Set problem:
Can you reproduce each of the rows below word for word, from the first line to the last?
### Given records ###
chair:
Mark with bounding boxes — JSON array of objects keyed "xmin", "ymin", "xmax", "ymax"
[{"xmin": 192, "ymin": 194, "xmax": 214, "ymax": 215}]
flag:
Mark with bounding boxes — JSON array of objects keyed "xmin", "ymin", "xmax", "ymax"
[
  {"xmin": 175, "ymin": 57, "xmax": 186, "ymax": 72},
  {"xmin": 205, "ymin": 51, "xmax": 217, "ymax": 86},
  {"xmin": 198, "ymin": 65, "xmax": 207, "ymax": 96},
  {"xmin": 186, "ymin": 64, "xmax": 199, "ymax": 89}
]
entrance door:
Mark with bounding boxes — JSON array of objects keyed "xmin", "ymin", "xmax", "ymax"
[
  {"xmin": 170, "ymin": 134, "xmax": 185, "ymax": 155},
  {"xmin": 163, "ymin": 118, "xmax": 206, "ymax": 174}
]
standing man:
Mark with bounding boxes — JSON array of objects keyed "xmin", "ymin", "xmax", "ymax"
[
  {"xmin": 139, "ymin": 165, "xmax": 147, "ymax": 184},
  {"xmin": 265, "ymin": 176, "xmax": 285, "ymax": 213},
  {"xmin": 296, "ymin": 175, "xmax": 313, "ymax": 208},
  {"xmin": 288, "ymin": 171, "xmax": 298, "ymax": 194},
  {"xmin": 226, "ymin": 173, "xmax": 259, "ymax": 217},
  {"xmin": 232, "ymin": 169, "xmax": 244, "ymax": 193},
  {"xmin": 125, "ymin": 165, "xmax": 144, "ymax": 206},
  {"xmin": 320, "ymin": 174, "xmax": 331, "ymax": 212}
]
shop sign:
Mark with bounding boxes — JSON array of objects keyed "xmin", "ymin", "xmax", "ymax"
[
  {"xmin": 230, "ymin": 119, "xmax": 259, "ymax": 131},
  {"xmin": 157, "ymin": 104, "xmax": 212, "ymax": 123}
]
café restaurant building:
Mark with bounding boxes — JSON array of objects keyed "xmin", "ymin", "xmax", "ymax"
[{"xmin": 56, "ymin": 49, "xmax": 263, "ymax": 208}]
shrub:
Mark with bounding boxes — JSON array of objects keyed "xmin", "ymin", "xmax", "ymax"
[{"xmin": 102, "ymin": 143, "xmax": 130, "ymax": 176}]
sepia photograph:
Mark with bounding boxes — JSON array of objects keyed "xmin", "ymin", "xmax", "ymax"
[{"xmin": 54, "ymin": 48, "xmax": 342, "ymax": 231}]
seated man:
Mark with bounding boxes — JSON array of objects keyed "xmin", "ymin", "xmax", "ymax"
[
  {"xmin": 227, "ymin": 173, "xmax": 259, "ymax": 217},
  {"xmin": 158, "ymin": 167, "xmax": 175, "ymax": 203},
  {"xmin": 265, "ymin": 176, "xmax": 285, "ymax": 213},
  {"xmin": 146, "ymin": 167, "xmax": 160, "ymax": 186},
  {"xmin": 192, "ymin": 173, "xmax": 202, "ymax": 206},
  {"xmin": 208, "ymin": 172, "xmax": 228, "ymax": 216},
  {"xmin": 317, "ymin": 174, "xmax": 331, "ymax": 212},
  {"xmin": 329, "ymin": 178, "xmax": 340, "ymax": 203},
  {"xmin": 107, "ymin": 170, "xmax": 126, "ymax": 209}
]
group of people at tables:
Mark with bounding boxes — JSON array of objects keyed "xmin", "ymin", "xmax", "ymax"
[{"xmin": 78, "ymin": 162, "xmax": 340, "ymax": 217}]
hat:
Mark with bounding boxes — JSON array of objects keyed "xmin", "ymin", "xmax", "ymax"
###
Problem solution:
chair:
Mark with bounding boxes — JSON array of objects keyed "xmin", "ymin", "xmax", "ymax"
[{"xmin": 192, "ymin": 194, "xmax": 214, "ymax": 215}]
flag:
Mark with bounding boxes — JSON array of objects keyed "xmin", "ymin", "xmax", "ymax"
[
  {"xmin": 175, "ymin": 57, "xmax": 186, "ymax": 72},
  {"xmin": 205, "ymin": 51, "xmax": 217, "ymax": 86},
  {"xmin": 198, "ymin": 65, "xmax": 207, "ymax": 96},
  {"xmin": 186, "ymin": 64, "xmax": 199, "ymax": 89}
]
entrance door:
Mark with bounding boxes — JSON array of objects keyed "xmin", "ymin", "xmax", "ymax"
[
  {"xmin": 170, "ymin": 134, "xmax": 185, "ymax": 155},
  {"xmin": 163, "ymin": 118, "xmax": 206, "ymax": 174}
]
standing man:
Mark with bounding boxes — JSON array of objects keyed "xmin", "ymin", "xmax", "ymax"
[
  {"xmin": 139, "ymin": 165, "xmax": 147, "ymax": 184},
  {"xmin": 265, "ymin": 176, "xmax": 285, "ymax": 213},
  {"xmin": 296, "ymin": 175, "xmax": 313, "ymax": 208},
  {"xmin": 288, "ymin": 171, "xmax": 298, "ymax": 194},
  {"xmin": 226, "ymin": 173, "xmax": 259, "ymax": 217},
  {"xmin": 232, "ymin": 169, "xmax": 244, "ymax": 193},
  {"xmin": 125, "ymin": 165, "xmax": 144, "ymax": 206},
  {"xmin": 320, "ymin": 174, "xmax": 331, "ymax": 212}
]
shop sign:
Mark with bounding boxes — JSON array of objects keyed "xmin", "ymin", "xmax", "ymax"
[
  {"xmin": 230, "ymin": 119, "xmax": 259, "ymax": 131},
  {"xmin": 157, "ymin": 104, "xmax": 212, "ymax": 123}
]
café restaurant building:
Mark with bounding boxes — JSON array of objects keyed "xmin", "ymin", "xmax", "ymax"
[{"xmin": 56, "ymin": 49, "xmax": 263, "ymax": 208}]
shrub:
Mark with bounding boxes — JSON array of objects keyed "xmin", "ymin", "xmax", "ymax"
[{"xmin": 102, "ymin": 143, "xmax": 130, "ymax": 176}]
sepia photograph:
Mark with bounding boxes — JSON array of objects keyed "xmin", "ymin", "xmax", "ymax"
[{"xmin": 54, "ymin": 48, "xmax": 342, "ymax": 231}]
seated man:
Mark with bounding boxes — JSON array of objects keyed "xmin", "ymin", "xmax", "ymax"
[
  {"xmin": 227, "ymin": 173, "xmax": 259, "ymax": 217},
  {"xmin": 158, "ymin": 167, "xmax": 175, "ymax": 203},
  {"xmin": 265, "ymin": 176, "xmax": 285, "ymax": 213},
  {"xmin": 146, "ymin": 167, "xmax": 160, "ymax": 186},
  {"xmin": 192, "ymin": 173, "xmax": 202, "ymax": 206},
  {"xmin": 208, "ymin": 172, "xmax": 228, "ymax": 216},
  {"xmin": 317, "ymin": 174, "xmax": 331, "ymax": 212},
  {"xmin": 329, "ymin": 178, "xmax": 340, "ymax": 203},
  {"xmin": 107, "ymin": 170, "xmax": 126, "ymax": 209}
]
group of people at tables:
Mark with bounding boxes — JSON array of objects keyed "xmin", "ymin", "xmax", "ymax"
[{"xmin": 78, "ymin": 162, "xmax": 340, "ymax": 217}]
hat:
Mark with bounding boxes — JSON array of objects keyed "xmin", "ymin", "xmax", "ymax"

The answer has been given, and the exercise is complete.